Collection entries

■ ■ ■

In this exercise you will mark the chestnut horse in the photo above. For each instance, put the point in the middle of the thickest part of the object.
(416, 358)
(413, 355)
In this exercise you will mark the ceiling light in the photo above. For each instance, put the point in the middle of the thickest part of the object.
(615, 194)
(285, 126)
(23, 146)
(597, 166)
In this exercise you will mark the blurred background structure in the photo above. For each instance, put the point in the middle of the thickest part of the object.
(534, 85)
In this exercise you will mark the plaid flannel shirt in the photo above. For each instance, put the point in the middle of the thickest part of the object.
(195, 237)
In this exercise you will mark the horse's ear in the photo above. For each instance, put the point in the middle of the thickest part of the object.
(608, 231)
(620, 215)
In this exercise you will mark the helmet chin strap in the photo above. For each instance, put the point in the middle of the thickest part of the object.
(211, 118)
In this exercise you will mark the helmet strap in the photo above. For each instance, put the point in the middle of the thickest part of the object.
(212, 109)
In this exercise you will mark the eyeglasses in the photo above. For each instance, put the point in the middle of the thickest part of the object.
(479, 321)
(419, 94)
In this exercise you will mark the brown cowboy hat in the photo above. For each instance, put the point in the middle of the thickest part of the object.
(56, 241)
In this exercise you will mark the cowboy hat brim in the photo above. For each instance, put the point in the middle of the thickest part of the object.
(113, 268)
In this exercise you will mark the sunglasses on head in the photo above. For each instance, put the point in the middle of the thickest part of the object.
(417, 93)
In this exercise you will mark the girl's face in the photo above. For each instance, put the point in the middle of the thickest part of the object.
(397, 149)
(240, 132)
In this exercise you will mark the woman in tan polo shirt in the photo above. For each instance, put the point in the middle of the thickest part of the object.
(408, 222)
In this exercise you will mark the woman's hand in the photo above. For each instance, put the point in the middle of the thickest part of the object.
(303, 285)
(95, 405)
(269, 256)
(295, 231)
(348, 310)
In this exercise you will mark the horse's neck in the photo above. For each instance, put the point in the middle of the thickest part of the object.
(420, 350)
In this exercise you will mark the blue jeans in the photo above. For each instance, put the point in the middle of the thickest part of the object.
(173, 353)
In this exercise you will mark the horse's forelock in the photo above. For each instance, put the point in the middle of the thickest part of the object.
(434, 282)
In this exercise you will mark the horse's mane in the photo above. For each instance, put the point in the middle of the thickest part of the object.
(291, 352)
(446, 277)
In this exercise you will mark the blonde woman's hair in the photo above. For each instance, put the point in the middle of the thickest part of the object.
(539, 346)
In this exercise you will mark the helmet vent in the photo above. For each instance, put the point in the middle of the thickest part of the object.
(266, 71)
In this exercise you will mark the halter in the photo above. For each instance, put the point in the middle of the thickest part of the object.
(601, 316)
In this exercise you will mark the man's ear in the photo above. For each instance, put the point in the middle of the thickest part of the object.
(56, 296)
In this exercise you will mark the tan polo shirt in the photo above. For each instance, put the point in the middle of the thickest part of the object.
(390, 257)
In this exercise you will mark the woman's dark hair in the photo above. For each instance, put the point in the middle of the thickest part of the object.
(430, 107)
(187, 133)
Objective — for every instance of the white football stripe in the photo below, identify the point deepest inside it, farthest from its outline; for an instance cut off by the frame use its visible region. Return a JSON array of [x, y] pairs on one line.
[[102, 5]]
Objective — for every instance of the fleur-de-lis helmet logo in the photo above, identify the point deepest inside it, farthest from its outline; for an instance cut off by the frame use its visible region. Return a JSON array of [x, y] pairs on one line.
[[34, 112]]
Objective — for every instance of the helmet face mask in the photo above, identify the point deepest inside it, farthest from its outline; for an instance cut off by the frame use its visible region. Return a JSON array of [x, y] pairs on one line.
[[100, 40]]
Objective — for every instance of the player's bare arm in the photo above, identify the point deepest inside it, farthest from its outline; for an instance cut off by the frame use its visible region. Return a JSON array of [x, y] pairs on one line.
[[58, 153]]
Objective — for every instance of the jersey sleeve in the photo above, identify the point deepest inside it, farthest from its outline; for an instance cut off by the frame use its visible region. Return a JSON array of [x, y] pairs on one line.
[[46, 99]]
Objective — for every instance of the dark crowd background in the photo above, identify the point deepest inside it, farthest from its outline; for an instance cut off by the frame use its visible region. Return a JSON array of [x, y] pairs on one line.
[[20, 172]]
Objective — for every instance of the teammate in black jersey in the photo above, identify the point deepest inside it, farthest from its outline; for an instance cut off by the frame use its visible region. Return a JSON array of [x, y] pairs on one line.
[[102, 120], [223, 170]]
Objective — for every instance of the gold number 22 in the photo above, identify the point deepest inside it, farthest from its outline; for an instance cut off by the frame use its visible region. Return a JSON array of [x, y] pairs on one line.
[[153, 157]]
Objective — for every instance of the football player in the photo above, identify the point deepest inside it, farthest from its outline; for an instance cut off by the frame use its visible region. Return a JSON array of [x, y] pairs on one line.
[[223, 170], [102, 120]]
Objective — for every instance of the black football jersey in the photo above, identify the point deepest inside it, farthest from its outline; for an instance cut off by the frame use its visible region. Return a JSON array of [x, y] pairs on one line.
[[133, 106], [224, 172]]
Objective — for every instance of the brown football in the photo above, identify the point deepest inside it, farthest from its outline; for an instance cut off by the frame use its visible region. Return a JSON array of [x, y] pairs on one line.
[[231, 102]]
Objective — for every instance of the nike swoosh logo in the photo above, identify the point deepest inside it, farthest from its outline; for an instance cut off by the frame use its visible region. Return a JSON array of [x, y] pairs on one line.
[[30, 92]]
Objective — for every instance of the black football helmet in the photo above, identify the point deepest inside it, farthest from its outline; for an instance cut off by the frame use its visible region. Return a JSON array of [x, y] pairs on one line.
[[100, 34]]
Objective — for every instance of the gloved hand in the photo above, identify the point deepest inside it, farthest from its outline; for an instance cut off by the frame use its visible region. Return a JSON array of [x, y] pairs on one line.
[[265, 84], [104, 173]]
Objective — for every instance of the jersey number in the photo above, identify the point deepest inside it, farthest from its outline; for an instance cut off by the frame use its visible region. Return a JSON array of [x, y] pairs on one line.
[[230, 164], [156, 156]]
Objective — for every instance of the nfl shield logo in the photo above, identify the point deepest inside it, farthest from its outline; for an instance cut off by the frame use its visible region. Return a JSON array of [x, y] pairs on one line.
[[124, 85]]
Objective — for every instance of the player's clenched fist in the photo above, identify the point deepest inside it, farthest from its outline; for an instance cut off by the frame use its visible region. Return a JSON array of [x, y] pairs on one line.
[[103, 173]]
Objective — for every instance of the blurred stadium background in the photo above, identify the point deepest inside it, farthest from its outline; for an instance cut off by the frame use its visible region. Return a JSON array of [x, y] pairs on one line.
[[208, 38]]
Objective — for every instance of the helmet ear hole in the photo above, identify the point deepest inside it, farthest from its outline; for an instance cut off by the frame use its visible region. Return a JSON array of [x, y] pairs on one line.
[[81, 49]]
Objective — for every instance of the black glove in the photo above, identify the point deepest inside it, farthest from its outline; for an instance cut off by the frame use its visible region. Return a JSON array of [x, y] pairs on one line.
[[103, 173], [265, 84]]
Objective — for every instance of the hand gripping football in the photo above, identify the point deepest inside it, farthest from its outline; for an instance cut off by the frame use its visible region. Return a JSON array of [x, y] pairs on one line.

■ ■ ■

▸ **What the exercise asks**:
Return all entries exactly.

▸ **Solution for this problem**:
In this exercise you will mark the chestnut horse in the photo above. For each instance, put the point in the middle of the thickest part of the object.
(416, 358)
(413, 355)
In this exercise you will mark the ceiling light in the photo above. For each instance, put the point in the middle of the thickest part of the object.
(615, 194)
(285, 126)
(23, 146)
(597, 166)
In this exercise you will mark the blurred background structure in the photo above. For each instance, put the point in the middle of the thickest part of the object.
(534, 85)
In this exercise you will mark the plaid flannel shirt in the photo above. For each instance, put the point in the middle of the thickest part of the object.
(195, 237)
In this exercise you will mark the horse's ear in the photo above. For each instance, put the point in the middle of the thickest part of the object.
(608, 231)
(620, 215)
In this exercise you will mark the helmet chin strap in the photo above. For each instance, put the point in the middle of the thickest part of the object.
(211, 118)
In this exercise you will mark the helmet strap in the photo above. For each instance, put the point in the middle of the thickest part of the object.
(212, 109)
In this exercise you will mark the eyeglasses in the photo above. For each instance, put the point in the middle of the thickest part of the object.
(479, 321)
(419, 94)
In this exercise you will mark the brown cowboy hat in the photo above. For each instance, put the point in the middle of the thickest part of the object.
(56, 241)
In this exercise you will mark the cowboy hat brim in the photo above. For each instance, put the point in the middle of the thickest part of the object.
(113, 268)
In this exercise you will mark the sunglasses on head in the photo above. For each instance, put the point in the middle of the thickest part of the object.
(417, 93)
In this exercise you will mark the girl's face in the photo above. For each instance, put the point in the middle of the thickest part of the object.
(397, 149)
(240, 132)
In this exercise you will mark the woman in tan polo shirt in the photo above. For each instance, put the point in the middle of the thickest part of the object.
(408, 222)
In this exercise you will mark the woman's hand in the photo above. For each instance, put the point in the middle of the thickest part of the object.
(303, 285)
(95, 405)
(269, 256)
(295, 231)
(348, 310)
In this exercise you will mark the horse's neck in the photo above. For each instance, put the point in the middle of the thickest part of the object.
(420, 350)
In this exercise you will mark the blue jeans in the photo above. For each instance, put the point in the middle of the thickest part of the object.
(173, 353)
In this exercise you will mark the horse's forelock in the photo above. For each instance, put the point in the middle of the thickest part of the object.
(434, 282)
In this exercise you will mark the horse's mane in the photo above. For each instance, put the point in the middle of the thickest part of the object.
(291, 352)
(446, 277)
In this exercise you will mark the blonde woman's hair in the photo above. For each instance, put the point in the middle of the thickest part of the object.
(539, 346)
In this exercise you will mark the helmet vent in the photo above. For each instance, put the point in the middle of the thickest part of the object.
(266, 71)
In this exercise you will mark the halter in the photo above. For each instance, put the point in the middle of the thickest part of the object.
(601, 316)
In this exercise you will mark the man's ear in the photo above. For each instance, put the point in the middle of the thickest part of the object.
(56, 296)
In this exercise you will mark the tan polo shirt in the photo above. For each instance, put the point in the middle of the thickest part of the object.
(390, 257)
In this exercise you will mark the woman's dark hair in the photo above. For each instance, put the point in the middle of the thickest part of the object.
(430, 107)
(187, 133)
Objective — for every instance of the white football stripe in the photo below, identify the point deepest inside it, farthest from its outline; for an instance cut off by the frame use its visible region. Return a JSON array of [x, y] pairs on one line.
[[102, 5]]
Objective — for every instance of the fleur-de-lis helmet logo in the photo above, identify the point deepest inside it, farthest from its outline; for an instance cut off by the frame use its visible region. Return a JSON array of [x, y] pairs on one line.
[[34, 112]]
Objective — for every instance of the helmet face mask in the photo above, identify the point deepest inside it, farthest from its outline; for an instance cut off by the frame use its visible region. Return a JSON array of [x, y] pairs on one line.
[[100, 40]]
Objective — for every instance of the player's bare arm in the photo above, identify the point deepest inside it, farthest from its outline; for an instance cut off by the frame use its visible region. Return a JSON array of [x, y] pairs on one line.
[[58, 153]]
Objective — for every instance of the jersey sleeve in the photo above, identify the point deepest inside it, farthest from its outline; for an instance cut off by the frame use its visible region. Return a JSON array of [x, y] pairs on one line.
[[46, 99]]
Objective — for every instance of the dark crowd background in the photo above, identify the point deepest inside it, farthest from its outline; for an instance cut off by the frame use its visible region. Return a JSON array of [x, y] pairs on one line.
[[20, 172]]
Objective — for every instance of the teammate in black jersey in the photo above, identify the point deepest inside it, farthest from its outline; for an instance cut off by the frame use its visible region. Return a JSON array of [x, y] pairs on one line.
[[102, 120], [223, 170]]
Objective — for every instance of the gold number 22 in the photo above, identify the point deepest inside it, farthest from its outline; for an instance cut off by the frame use its visible region. Return a JSON array of [x, y] pairs on one line.
[[153, 157]]
Objective — for every instance of the football player in the photo above, identify the point deepest inside it, farthest from its outline; for an instance cut off by the frame use its visible region. Return a JSON array of [x, y] pairs on one line.
[[223, 170], [102, 120]]
Objective — for every instance of the black football jersey in the photo above, identify the point deepest inside it, farthest from its outline; for an instance cut off by the frame use its visible region. Return a JSON array of [x, y] pairs on one line.
[[133, 106], [224, 172]]
Objective — for every instance of the brown football in the photo above, identify the point deepest inside it, farthest from its outline; for an instance cut off by the frame use its visible region. Return a JSON array of [x, y] pairs on one line.
[[231, 102]]
Objective — for every instance of the nike swoosh logo in the photo above, identify the point deepest inside it, farthest from its outline; for an instance cut off by the frame use its visible region. Return a JSON array of [x, y] pairs on one line.
[[30, 92]]
Objective — for every instance of the black football helmet in the photo above, identify the point deepest inside it, farthest from its outline; for an instance cut off by the frame use its visible region. Return a JSON array of [x, y] pairs on one line.
[[100, 34]]
Objective — for every instance of the gloved hand in the photo above, identify the point deepest inside it, farthest from its outline; for an instance cut off by the frame use its visible region. Return a JSON array of [x, y] pairs on one line.
[[265, 84], [104, 173]]
Objective — for every instance of the jersey number in the photo above, identify the point deepest inside it, farthest from its outline; for an instance cut off by the frame use its visible region. Return a JSON array of [x, y] pairs on one line.
[[230, 164], [156, 156]]
Objective — for every instance of the nfl shield logo in the photo above, identify the point deepest inside it, farthest from its outline; for an instance cut off by the frame use its visible region. Return a JSON array of [x, y] pairs on one line.
[[124, 85]]
Objective — for every instance of the player's clenched fist in the photo above, identify the point deepest inside it, farthest from its outline; for an instance cut off by the frame use its visible region. Return a JSON array of [x, y] pairs on one line.
[[103, 173]]
Objective — for every instance of the blurred stadium background in the photo above, identify the point deepest inside it, farthest from its outline; for an instance cut off by the frame use its visible region. Return a JSON array of [x, y] pairs on one line.
[[208, 38]]
Objective — for every instance of the helmet ear hole in the photo above, identify the point deepest inside it, farthest from its outline; for an instance cut off by the frame use its visible region. Return a JSON array of [x, y] pairs on one line.
[[81, 49]]
Objective — for every instance of the black glove in the photo above, identify the point deepest inside it, farthest from its outline; for an instance cut off by the frame use its visible region. Return a JSON array of [x, y] pairs on one line.
[[103, 173], [265, 84]]
Objective — for every instance of the hand gripping football in the photo above, identify the point deepest inside it, farthest from its outline; for an instance cut off by the frame use its visible region. Return a JSON array of [x, y] pairs on one line.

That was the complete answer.